(Supplied material begins)
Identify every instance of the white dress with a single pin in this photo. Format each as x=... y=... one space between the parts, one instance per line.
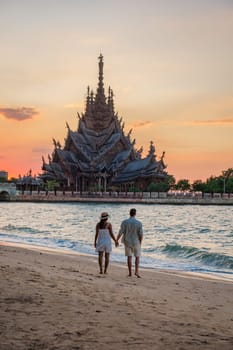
x=104 y=243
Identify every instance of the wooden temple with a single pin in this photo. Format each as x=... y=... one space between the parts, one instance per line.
x=99 y=155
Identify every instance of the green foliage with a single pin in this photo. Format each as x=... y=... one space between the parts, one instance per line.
x=183 y=185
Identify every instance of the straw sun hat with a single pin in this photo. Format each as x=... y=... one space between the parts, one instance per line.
x=104 y=216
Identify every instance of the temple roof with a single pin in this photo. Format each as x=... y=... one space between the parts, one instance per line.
x=100 y=144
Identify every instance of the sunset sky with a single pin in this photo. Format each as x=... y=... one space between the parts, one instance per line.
(Supplied material ends)
### Task to carry out
Please output every record above exactly. Leave the pictures out.

### Answer
Identify every instance of the white dress with a single pin in this photo. Format each as x=... y=... one space between the parts, one instance per line.
x=104 y=243
Identify every instance of the wooden temple with a single pin in this photo. Format each as x=... y=... one space between the parts, one instance per line.
x=99 y=155
Identify every instance of the green foliage with a single pin in this photo. Format each as x=... y=... one space between the parts, one instance per line.
x=183 y=185
Identify every instance of the straw sun hat with a single pin in this photo. Format each as x=... y=... one space between the parts, one instance per line.
x=104 y=216
Identify every instance of the temple roof with a single pin in this photo. Format each as x=... y=... one space between the parts, one instance per line.
x=100 y=144
Identify every instance of the sunset sky with a single pin in this photo. Format each as x=... y=... one space between the parts, one instance per line.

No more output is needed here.